* [ABOUT THIS TASK] Check every line of the data for the string "second" and copy the ones that have it.

Extracted records:

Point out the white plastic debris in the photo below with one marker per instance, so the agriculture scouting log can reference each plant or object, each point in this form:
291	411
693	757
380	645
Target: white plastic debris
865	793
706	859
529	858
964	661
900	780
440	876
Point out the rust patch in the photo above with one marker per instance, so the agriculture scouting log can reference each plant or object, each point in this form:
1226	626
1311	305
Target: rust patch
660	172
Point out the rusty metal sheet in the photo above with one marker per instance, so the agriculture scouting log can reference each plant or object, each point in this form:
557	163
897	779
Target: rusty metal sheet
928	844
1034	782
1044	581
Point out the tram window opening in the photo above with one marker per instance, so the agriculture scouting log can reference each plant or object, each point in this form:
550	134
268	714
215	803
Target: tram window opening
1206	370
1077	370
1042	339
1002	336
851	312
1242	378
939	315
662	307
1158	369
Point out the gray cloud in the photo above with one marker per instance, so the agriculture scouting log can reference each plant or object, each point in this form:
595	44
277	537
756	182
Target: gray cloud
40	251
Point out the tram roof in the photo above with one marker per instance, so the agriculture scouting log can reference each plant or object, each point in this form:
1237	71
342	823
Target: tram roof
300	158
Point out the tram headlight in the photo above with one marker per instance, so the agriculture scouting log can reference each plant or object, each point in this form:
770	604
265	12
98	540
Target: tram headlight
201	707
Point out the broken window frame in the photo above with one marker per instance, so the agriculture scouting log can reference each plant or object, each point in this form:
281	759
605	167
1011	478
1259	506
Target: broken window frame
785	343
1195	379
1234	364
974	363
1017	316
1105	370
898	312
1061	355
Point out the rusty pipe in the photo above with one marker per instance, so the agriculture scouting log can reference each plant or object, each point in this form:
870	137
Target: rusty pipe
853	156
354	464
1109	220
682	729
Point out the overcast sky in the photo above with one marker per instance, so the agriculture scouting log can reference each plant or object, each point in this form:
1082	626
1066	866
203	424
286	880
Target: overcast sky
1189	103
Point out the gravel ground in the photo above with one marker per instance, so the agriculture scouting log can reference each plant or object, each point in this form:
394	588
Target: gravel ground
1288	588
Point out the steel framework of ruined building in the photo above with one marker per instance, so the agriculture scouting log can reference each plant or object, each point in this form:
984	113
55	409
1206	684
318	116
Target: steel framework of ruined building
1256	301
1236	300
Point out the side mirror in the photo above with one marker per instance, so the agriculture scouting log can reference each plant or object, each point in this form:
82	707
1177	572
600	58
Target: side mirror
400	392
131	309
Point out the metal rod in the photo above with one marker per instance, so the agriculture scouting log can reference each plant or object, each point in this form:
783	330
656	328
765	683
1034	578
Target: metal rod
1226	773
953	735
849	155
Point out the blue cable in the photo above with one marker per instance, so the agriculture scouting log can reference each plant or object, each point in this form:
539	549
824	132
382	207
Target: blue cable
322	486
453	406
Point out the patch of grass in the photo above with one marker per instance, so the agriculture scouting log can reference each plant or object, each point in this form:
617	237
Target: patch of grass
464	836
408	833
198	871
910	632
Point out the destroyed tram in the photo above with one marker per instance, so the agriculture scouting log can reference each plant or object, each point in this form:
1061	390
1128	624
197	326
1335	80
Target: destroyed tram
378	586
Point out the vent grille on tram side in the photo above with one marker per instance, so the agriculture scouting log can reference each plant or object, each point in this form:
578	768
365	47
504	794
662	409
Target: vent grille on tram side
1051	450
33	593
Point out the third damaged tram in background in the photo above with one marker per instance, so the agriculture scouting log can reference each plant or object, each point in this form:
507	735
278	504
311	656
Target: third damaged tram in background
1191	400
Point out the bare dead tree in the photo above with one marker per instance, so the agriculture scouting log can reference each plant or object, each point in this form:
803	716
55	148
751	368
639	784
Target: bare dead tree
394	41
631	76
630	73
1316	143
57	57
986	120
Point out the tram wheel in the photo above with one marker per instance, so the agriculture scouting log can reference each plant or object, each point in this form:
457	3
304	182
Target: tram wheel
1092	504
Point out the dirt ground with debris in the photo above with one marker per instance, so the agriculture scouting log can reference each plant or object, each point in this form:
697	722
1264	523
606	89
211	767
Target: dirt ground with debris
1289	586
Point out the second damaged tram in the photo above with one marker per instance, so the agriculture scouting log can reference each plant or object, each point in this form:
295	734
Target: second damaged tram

---

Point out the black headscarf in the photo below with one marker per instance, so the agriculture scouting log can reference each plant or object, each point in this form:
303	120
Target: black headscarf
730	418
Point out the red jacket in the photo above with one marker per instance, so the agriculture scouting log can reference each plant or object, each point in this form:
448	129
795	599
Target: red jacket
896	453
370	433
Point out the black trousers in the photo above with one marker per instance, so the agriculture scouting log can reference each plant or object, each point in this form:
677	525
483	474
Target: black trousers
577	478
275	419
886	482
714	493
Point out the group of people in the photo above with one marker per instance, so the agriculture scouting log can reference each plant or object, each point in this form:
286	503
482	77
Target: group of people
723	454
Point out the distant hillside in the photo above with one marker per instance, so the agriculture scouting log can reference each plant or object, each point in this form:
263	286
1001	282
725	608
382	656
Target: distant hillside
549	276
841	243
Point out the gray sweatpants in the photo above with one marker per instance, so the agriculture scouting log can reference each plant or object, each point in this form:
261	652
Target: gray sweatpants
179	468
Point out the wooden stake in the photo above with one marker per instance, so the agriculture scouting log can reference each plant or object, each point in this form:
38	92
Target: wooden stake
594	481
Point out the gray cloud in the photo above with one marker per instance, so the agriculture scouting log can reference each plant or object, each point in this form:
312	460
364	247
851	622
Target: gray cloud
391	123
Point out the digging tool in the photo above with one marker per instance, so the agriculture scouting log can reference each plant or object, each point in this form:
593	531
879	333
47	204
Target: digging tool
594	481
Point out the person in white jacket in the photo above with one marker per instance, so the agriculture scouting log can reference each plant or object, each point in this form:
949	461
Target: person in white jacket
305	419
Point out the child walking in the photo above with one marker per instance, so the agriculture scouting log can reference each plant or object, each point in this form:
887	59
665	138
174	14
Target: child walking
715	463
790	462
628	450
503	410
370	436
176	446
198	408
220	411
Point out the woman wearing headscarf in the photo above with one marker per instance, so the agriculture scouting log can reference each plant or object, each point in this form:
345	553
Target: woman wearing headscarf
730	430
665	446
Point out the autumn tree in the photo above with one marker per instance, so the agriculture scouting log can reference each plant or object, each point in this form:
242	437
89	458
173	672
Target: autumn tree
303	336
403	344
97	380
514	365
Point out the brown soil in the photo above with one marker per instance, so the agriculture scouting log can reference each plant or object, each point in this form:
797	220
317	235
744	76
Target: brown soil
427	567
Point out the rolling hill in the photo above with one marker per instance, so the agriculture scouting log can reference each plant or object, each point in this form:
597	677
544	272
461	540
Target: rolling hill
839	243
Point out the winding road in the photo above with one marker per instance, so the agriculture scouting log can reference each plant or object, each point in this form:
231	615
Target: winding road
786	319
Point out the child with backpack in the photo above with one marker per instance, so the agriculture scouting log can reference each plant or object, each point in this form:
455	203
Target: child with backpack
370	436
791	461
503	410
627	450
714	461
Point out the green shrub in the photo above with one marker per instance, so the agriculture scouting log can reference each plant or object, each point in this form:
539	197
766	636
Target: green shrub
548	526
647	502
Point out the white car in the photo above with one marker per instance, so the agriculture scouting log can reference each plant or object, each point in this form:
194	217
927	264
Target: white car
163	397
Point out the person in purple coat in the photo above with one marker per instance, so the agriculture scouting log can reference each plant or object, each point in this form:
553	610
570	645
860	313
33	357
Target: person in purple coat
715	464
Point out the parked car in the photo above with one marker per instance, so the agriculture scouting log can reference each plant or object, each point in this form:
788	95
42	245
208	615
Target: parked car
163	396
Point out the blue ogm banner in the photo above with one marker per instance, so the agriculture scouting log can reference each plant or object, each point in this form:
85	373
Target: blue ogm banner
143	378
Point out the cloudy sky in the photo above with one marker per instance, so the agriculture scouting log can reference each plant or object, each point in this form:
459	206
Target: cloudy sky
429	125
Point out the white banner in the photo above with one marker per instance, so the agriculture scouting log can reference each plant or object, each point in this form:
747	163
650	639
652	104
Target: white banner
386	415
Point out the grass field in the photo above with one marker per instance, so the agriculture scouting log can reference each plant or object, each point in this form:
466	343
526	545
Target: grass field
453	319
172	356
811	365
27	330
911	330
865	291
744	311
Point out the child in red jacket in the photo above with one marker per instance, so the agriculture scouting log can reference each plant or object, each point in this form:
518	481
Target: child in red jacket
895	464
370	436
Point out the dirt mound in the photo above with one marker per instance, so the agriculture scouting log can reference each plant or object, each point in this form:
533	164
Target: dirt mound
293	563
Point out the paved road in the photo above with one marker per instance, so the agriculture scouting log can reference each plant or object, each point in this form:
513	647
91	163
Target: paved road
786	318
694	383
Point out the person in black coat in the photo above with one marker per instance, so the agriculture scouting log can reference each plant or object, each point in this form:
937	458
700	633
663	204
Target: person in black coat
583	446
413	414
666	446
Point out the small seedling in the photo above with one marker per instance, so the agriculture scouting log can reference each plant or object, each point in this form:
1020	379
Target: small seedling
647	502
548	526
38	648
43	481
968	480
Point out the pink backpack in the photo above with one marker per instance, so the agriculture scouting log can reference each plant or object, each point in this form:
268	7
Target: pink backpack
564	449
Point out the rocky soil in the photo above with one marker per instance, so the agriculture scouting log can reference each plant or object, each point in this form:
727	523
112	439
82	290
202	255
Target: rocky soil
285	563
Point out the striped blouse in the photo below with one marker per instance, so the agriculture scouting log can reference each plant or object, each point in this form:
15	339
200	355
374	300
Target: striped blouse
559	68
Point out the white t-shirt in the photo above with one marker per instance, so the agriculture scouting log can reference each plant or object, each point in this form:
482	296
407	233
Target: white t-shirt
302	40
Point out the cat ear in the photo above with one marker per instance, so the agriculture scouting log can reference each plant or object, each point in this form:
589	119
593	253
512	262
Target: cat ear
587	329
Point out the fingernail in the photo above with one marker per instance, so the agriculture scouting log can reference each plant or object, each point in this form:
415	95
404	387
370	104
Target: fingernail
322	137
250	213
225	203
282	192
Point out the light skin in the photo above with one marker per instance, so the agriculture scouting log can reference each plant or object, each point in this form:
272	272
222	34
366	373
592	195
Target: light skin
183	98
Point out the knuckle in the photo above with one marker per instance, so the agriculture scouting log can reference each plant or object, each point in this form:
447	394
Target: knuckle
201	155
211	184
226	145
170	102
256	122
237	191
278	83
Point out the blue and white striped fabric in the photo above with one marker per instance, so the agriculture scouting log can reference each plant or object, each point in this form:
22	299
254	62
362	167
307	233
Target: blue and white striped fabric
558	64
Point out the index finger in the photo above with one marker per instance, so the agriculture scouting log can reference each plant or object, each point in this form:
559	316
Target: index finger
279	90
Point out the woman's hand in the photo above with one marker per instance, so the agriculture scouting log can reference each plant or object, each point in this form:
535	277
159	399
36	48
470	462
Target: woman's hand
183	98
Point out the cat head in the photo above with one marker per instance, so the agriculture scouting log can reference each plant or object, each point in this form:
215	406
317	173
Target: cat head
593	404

* [ANSWER BOX]
Point out the second damaged tram in the photo above with one marker per instance, so the agriculture scouting log can reference each plant or object, each point in this form:
Target: second damaged tram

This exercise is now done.